Copy every line from the rows below that contains the string "leaf", keeping only those lines. Case counts, so match the capital and small letters as given.

Start Provided records

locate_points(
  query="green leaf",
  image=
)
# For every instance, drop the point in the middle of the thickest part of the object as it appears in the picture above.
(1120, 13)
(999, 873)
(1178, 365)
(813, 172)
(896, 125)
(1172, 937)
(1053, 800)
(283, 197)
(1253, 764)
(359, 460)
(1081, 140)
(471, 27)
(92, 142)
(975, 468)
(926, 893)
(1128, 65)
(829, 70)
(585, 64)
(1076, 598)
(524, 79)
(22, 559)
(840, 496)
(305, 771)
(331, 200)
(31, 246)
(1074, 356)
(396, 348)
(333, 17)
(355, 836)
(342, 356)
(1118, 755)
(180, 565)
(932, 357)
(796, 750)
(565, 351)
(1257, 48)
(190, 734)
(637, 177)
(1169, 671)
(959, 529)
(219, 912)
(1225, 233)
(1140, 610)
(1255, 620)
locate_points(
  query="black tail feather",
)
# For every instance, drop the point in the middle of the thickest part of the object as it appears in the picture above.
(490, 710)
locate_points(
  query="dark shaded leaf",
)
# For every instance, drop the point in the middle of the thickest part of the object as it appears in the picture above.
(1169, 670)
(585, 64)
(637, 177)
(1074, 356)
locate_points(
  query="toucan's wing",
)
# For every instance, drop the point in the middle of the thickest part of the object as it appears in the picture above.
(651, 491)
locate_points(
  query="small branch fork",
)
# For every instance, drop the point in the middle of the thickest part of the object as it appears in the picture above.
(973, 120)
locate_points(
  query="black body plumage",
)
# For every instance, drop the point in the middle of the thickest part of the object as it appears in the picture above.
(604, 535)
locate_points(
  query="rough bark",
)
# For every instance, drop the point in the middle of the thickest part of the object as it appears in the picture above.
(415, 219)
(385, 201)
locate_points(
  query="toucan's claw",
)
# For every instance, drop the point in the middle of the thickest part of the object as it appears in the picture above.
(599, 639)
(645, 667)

End Provided records

Answer for the task:
  query="green leaf",
  query="dark shaded leaf",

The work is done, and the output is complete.